TEXT BLOCK below:
While we’ve spoken posivitly about Benjamin here, it’s not hard to see he’s not a complete player. His success rate vs. man coverage (64.1) overall is just over the league average, while his press marks (68.9) are right in line with league average and his one score (70.5) is below it. His contested catch conversion rate of 25 percent is one of the worst ever charted in series history and in the bottom 10 percentile of scores. Benjamin will need some help if the Chargers wide receiver corps is to remain productive, even if he’s set for a positive season with his usage on the rise.
Tyrell Williams is a popular candidate to take on some of the work. Williams is a rangy athlete who curshed his Pro Day out of Western Oregon and fits right in line with the archetype of wide receiver the Chargers clearly like. In his Week 1 Reception Perception results he posted a success rate vs. coverage score over 53 percent on his vertical routes, above the league average. Don’t be surprised if his role continues to evolve as the season wears on and he establishes himself as a true starter by year’s end.
Dontelle Inman didn’t set the world on fire when Keenan Allen went down last year, but he’s a solid player who should slot into a role the Chargers need. Inman took 68 percent of his Week 1 snaps from the slot and looked like the replacement for the injured Steve Johnson who wnet down in training camp. Johnson is one the NFL’s best route runners and looked like he would be a volume hog as a slot receiver for the Chargers this year. Inman isn’t he player Johnson is, but he scored near the league average on multiple short to intermediate routes in Week 1. He won’t be special, but won’t be a liability either. He’s hung around in this system for multiple years for a reason, after all. Inman isn’t being discussed enough in the wake of Allen’s, and could post multiple five to seven catch outings in a high-volume passing offense that will need to compensate for a below average defense.
End of TEXT BLOCK.
LISTED ENTRIES below:
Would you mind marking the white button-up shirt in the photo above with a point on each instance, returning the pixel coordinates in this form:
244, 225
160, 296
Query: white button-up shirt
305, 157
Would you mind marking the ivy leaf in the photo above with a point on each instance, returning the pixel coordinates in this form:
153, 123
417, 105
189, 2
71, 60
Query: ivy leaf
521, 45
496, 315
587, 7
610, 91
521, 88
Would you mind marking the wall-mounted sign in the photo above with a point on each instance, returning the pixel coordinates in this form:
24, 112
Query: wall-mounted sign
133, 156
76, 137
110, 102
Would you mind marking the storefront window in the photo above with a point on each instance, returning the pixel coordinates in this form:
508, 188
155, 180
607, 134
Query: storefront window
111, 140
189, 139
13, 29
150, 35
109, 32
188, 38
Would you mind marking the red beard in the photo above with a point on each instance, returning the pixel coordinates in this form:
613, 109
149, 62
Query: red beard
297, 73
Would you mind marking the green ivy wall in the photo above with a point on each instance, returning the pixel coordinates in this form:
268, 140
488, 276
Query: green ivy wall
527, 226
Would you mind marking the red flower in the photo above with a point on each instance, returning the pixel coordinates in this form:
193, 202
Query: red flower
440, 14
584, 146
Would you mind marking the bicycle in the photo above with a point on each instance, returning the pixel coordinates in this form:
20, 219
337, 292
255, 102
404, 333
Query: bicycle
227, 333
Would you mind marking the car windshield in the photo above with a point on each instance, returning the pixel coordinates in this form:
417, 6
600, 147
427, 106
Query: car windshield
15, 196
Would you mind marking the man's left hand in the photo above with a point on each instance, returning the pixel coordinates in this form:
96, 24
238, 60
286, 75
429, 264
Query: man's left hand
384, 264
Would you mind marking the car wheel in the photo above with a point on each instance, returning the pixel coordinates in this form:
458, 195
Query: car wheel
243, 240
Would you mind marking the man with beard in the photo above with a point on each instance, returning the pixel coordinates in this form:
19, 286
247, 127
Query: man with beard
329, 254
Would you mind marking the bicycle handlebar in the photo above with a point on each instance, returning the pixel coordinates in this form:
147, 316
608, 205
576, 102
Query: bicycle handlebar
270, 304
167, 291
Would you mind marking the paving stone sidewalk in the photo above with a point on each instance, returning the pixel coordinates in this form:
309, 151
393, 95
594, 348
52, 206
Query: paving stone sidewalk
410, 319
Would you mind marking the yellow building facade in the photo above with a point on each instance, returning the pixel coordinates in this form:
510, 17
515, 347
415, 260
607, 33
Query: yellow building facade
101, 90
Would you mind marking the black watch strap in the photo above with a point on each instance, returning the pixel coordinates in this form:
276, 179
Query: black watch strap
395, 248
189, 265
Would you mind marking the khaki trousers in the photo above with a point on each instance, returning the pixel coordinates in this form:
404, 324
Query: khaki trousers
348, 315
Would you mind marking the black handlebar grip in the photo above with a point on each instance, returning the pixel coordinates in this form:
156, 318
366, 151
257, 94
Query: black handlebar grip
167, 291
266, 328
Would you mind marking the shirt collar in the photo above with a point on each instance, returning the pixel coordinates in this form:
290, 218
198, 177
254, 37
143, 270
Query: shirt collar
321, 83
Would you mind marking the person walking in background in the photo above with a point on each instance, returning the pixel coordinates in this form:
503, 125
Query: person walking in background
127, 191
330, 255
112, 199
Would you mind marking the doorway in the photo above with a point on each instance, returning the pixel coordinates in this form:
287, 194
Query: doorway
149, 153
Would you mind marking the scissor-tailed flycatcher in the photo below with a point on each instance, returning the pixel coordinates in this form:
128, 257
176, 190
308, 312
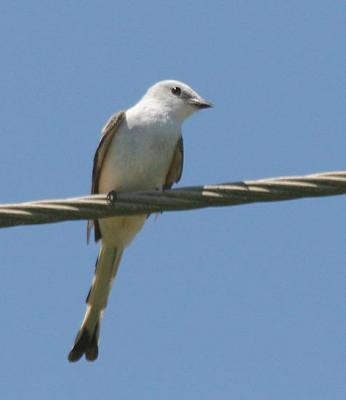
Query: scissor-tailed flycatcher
140, 149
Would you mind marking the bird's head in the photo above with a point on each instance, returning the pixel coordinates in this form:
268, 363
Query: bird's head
176, 98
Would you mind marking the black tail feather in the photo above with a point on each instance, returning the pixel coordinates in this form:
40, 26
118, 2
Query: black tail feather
85, 344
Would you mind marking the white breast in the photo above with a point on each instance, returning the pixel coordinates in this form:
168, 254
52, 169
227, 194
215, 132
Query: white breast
140, 154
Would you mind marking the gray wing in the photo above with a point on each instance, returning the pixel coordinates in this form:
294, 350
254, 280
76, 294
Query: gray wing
End of LISTED ENTRIES.
PROBLEM DETAILS » Pick up the passage on the Chargers wide receivers after its last sentence and continue it.

ANSWER BOX »
The Chargers are a far cry from the once strong unit that they boasted at the start of the 2016 training camp season. They lost their star No. 1 receiver and slot maven technician to season-ending injuries. It is hard for any team to withstand that. San Diego’s offense will suffer as a result.
However, the team does have options and depth to replace them. Benjamin should slide into the top spot, and proved he possesses the capabilities to be more than just a deep threat for this team if they ask him to, even if it is not ideal. Tyrell Williams has tantalizing upside and flashed it in glimpses in the opening week of this season. Inman could end up being a poor man’s Steve Johnson, and rack up volume in the slot.
The Chargers suffered a loss in Keenan Allen no team should have to endure. But Reception Perception reveals that there are multiple assets on this team that we need to keep watching. All hope isn’t quite lost in San Diego’s receiving corps, even if the outlook is much darker now than it was a few days ago.